(Recorded data)
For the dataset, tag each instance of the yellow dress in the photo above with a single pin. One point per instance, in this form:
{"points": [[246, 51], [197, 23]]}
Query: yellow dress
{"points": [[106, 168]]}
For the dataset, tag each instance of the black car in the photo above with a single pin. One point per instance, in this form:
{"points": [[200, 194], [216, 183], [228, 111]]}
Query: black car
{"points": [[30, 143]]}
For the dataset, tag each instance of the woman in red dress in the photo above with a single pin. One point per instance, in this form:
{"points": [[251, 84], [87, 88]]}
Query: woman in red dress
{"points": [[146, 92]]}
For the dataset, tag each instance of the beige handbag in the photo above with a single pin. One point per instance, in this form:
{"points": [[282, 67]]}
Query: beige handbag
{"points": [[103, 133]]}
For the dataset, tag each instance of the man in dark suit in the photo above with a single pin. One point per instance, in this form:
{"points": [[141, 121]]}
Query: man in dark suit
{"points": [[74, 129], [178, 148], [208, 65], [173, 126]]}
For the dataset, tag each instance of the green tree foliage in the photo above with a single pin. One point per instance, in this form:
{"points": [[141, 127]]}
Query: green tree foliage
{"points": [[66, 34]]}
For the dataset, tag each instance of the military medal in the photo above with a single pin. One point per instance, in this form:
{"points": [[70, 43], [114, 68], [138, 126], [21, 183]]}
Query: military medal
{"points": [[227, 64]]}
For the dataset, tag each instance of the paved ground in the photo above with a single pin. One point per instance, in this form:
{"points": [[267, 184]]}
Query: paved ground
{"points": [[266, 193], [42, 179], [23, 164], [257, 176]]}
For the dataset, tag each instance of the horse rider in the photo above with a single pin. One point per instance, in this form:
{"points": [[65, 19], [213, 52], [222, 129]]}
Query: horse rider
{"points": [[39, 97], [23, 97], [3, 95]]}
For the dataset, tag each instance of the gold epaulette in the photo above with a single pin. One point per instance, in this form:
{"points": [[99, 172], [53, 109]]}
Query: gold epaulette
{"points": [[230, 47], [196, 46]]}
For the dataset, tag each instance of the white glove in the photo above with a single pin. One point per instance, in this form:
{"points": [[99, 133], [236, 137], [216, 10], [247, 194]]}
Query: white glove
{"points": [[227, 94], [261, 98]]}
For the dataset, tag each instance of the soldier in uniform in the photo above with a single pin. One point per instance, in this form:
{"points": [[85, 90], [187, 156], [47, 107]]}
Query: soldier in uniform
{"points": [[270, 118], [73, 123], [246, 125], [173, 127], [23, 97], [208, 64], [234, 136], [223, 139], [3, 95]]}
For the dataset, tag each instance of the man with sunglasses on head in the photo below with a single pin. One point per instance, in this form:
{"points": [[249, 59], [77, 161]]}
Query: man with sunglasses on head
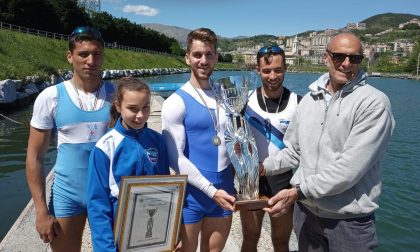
{"points": [[337, 143], [269, 110], [78, 110]]}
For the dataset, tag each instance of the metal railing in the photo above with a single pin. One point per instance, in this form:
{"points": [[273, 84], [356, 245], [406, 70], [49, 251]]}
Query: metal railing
{"points": [[52, 35]]}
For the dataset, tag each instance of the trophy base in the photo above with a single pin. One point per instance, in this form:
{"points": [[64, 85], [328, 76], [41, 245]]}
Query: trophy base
{"points": [[252, 204]]}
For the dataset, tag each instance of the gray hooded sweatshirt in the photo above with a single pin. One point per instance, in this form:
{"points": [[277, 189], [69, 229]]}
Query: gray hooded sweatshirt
{"points": [[337, 148]]}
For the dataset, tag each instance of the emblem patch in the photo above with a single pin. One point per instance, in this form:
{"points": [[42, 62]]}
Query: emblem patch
{"points": [[152, 154]]}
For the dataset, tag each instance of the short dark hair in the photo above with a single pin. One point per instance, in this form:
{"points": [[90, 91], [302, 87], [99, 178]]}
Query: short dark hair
{"points": [[84, 33], [202, 34], [267, 52]]}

◆ **WORK TO DO**
Echo the records verbatim from the line containing "For the dataset, tag each instance of the man with" through the end of the records, leaving out the pictures.

◆ **REPLY**
For the dataset, tag each instance of the man with sunglasses on head in the photo below with a single pin. One point per instance, in this form:
{"points": [[249, 59], [77, 161]]}
Query: man with sunglasses on head
{"points": [[337, 143], [269, 110], [78, 110]]}
For the dataset, tag each instance of the metal railing in the photo above with a single pin. One point per instance, in this form:
{"points": [[273, 84], [356, 245], [406, 70], [49, 251]]}
Query: metal railing
{"points": [[52, 35]]}
For the dataset, tag each instance of the trophy base in the photo above with a single pin. One point per instance, in this form:
{"points": [[64, 85], [328, 76], [41, 245]]}
Query: trophy base
{"points": [[252, 204]]}
For the dataset, tag each instance of the gray hooded sweatshirt in the photo above with a single pin. One point per instance, in this form:
{"points": [[277, 189], [69, 229]]}
Query: gray hooded sweatshirt
{"points": [[337, 148]]}
For the dataset, tag each instance of the emblem patch in the photo above with a single pin. One point per instance, in this form:
{"points": [[42, 62]]}
Query: emblem patch
{"points": [[152, 154]]}
For the dataset, tag each instance of the short dark hair in the photo above with a single pin. One point per instance, in this form:
{"points": [[90, 91], [302, 87], [99, 178]]}
Query: short dark hair
{"points": [[84, 33], [202, 34], [267, 52]]}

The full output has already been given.